Цель: Перепишите строки от строки, содержащей "# test: mark one point on the piggy bank ear, one", до конца пунктов включительно, заменив "piggy bank" на "money box" и не меняя ничего другого.

[Записи, взятые из коллекции]
- - - - - - -
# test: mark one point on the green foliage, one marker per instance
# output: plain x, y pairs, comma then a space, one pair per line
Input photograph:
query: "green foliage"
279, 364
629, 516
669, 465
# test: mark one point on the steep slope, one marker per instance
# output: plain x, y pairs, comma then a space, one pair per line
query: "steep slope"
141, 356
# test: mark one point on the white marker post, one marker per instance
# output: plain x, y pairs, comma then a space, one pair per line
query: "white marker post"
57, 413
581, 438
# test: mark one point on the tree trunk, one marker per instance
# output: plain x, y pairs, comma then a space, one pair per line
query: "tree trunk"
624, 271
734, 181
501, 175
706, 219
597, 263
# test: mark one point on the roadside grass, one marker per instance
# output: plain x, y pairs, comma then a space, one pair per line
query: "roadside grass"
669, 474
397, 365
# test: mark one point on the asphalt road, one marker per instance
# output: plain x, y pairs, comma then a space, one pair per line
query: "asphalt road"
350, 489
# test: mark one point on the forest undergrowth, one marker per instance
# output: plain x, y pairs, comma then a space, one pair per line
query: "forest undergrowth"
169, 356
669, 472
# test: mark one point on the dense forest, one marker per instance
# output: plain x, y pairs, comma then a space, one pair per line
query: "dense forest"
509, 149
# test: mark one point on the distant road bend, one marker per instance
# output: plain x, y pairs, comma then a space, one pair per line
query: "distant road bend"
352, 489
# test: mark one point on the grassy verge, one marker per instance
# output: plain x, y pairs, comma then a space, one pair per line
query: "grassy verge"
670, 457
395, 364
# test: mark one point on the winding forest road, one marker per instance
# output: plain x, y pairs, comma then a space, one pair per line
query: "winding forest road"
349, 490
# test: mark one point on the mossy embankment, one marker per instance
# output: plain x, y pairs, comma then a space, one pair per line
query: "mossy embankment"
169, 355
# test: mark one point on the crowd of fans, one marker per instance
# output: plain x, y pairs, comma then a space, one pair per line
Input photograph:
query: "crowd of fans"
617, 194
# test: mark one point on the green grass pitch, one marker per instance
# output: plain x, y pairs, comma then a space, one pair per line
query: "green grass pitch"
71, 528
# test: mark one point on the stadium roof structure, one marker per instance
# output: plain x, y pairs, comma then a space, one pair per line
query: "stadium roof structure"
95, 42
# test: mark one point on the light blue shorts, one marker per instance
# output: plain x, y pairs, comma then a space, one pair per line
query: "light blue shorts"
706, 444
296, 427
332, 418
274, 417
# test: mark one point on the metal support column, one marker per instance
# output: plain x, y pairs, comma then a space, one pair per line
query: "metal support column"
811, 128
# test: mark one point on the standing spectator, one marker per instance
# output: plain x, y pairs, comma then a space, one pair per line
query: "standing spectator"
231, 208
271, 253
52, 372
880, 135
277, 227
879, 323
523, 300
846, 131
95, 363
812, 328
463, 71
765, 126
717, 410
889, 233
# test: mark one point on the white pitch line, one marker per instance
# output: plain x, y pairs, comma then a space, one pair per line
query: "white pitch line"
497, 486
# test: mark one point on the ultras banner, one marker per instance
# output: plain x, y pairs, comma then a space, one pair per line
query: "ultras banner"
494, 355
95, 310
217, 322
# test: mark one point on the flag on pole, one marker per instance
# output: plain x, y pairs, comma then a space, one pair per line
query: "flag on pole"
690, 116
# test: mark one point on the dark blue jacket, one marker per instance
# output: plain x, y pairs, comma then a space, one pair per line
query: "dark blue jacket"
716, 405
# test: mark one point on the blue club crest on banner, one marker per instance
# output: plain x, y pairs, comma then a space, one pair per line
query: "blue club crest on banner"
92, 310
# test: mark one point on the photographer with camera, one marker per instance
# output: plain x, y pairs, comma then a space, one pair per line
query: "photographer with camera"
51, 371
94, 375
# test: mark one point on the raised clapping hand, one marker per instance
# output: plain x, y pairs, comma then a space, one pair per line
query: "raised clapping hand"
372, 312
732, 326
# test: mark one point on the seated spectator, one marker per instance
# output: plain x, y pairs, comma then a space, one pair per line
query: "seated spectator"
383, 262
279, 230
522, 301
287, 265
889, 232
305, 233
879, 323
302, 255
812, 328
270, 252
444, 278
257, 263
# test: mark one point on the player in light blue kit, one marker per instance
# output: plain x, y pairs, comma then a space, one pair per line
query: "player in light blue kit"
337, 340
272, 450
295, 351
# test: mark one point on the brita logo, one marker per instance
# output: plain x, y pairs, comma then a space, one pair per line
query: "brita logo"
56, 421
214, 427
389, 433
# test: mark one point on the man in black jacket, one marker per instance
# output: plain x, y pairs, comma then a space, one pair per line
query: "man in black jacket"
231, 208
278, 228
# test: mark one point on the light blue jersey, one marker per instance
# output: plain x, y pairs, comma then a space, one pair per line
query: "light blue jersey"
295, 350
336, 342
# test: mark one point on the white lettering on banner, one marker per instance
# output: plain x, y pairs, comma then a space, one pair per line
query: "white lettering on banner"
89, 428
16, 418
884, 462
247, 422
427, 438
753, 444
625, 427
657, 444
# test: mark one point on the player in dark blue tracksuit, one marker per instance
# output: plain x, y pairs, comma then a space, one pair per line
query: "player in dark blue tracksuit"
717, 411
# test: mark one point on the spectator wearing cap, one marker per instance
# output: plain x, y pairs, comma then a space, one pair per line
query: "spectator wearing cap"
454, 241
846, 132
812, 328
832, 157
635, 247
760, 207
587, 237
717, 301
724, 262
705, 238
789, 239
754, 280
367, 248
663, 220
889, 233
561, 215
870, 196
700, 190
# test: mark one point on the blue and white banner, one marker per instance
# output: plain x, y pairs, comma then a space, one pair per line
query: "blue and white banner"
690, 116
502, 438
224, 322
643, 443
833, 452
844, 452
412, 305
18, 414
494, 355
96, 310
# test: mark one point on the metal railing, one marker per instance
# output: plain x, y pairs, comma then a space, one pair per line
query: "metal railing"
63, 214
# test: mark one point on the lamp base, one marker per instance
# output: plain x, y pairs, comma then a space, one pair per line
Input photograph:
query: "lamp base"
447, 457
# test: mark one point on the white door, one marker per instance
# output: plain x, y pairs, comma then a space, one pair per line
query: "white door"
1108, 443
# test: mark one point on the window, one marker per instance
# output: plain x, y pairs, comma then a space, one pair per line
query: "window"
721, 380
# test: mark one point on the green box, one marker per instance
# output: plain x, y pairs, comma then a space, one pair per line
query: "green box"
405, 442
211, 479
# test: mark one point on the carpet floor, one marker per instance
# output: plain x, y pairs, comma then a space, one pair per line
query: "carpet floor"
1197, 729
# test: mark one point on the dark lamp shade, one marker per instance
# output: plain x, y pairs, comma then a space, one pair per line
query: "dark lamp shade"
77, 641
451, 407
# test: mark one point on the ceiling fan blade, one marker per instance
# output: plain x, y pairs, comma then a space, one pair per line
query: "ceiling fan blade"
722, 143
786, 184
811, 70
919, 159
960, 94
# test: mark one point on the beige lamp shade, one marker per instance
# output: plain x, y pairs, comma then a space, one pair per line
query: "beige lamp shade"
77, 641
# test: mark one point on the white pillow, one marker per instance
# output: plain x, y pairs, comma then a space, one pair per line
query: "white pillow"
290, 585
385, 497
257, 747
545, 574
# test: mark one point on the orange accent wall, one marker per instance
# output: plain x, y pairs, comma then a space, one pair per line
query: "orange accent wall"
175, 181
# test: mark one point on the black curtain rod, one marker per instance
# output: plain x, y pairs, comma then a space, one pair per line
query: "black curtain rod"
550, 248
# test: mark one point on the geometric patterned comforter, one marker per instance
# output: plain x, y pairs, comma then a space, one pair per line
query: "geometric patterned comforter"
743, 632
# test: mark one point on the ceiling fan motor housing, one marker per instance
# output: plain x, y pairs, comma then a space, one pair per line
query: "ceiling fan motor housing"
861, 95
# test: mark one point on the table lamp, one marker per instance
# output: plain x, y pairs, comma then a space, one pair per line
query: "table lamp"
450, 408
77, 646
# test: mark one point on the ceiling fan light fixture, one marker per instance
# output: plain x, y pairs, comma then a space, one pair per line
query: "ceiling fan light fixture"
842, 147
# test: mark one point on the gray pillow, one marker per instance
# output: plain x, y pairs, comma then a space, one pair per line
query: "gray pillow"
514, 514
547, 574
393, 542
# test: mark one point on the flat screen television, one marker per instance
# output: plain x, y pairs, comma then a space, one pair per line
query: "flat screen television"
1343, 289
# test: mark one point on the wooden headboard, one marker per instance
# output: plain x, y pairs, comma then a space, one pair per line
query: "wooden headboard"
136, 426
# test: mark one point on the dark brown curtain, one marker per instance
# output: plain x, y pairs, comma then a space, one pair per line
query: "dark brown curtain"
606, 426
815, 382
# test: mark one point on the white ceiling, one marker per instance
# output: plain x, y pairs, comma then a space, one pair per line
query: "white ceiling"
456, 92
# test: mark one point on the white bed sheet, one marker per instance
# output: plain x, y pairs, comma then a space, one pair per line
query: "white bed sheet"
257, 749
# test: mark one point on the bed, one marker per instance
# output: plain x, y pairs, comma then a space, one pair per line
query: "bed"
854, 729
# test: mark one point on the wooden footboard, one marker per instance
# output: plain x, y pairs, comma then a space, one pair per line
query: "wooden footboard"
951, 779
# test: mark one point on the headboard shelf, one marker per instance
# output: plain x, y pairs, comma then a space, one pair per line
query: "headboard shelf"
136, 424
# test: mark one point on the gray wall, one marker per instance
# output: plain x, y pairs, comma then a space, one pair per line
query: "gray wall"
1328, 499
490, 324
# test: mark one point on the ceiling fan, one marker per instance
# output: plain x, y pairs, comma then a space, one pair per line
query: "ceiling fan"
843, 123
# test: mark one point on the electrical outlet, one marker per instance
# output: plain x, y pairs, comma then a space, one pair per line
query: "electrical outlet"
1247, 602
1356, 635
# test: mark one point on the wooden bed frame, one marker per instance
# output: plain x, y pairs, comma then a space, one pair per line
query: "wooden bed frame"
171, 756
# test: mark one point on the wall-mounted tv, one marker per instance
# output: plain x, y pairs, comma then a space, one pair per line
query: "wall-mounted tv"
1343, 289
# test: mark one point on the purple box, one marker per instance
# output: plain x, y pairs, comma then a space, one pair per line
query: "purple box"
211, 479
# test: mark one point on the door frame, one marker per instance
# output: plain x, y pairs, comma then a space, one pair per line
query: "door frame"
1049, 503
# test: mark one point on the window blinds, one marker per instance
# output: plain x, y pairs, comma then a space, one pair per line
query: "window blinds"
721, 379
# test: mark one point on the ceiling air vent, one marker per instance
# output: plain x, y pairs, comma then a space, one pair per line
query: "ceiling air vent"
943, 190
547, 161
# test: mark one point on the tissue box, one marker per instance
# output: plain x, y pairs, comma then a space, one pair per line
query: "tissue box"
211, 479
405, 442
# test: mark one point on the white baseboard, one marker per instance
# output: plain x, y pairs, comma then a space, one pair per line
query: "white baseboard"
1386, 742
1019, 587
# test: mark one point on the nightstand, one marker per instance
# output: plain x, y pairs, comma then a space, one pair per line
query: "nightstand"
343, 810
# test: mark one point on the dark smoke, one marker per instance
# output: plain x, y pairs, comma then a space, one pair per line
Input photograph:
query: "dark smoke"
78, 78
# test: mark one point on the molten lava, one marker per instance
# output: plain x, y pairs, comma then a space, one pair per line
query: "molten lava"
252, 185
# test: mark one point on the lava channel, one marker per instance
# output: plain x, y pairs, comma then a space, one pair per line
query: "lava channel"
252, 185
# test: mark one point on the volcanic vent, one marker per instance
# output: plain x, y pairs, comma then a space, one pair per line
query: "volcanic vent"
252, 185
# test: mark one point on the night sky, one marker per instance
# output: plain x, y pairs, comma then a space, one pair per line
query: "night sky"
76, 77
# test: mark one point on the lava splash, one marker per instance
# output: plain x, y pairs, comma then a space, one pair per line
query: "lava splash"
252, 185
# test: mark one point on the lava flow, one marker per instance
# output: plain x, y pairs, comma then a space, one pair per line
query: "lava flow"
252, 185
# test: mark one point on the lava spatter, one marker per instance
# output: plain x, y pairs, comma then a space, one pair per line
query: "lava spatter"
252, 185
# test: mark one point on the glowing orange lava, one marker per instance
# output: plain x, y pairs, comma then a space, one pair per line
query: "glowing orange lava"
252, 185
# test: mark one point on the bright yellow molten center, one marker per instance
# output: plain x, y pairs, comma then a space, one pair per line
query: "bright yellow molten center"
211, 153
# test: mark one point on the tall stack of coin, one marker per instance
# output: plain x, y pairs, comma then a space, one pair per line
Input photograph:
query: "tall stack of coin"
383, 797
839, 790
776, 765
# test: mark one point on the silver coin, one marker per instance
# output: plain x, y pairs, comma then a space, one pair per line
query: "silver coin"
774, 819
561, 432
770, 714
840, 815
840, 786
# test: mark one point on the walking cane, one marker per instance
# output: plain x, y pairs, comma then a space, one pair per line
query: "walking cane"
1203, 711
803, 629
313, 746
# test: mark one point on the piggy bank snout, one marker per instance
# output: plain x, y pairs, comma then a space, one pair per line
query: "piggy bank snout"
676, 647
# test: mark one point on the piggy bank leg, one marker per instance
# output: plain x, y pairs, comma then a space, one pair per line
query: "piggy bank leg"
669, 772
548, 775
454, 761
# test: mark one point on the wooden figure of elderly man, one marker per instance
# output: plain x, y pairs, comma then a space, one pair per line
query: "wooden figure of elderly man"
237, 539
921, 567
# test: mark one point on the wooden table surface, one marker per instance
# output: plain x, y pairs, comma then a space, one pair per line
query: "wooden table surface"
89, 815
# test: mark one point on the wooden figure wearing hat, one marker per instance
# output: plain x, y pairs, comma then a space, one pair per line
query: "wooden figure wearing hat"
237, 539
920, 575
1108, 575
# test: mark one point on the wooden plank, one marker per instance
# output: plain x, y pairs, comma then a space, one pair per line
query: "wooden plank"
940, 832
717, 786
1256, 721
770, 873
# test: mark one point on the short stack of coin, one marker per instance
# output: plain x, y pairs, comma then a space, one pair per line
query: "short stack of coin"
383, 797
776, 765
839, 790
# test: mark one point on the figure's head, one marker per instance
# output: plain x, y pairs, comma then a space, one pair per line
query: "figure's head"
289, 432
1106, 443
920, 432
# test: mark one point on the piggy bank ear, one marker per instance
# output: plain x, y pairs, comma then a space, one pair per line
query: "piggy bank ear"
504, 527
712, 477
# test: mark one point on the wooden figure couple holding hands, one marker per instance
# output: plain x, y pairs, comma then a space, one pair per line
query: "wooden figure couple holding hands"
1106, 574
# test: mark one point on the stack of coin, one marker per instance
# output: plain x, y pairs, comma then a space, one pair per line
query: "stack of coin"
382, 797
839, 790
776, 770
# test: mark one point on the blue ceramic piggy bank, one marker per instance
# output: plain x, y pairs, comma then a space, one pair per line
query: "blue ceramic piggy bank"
- - - - - - -
В ответ:
# test: mark one point on the money box ear, one marker per instance
# output: plain x, y pairs, comma then a space, one pair per line
query: "money box ear"
504, 527
712, 477
# test: mark one point on the wooden figure couple holding hands, one marker per instance
# output: plain x, y pairs, comma then a space, one pair per line
query: "wooden figure couple holding hands"
1106, 574
# test: mark one point on the stack of coin, one marker per instance
# output: plain x, y pairs, comma then a space, one pair per line
query: "stack of coin"
382, 797
839, 790
776, 770
# test: mark one point on the blue ceramic money box, one marker per instance
# output: plain x, y pairs, comma then a space, one pair per line
query: "blue ceramic money box"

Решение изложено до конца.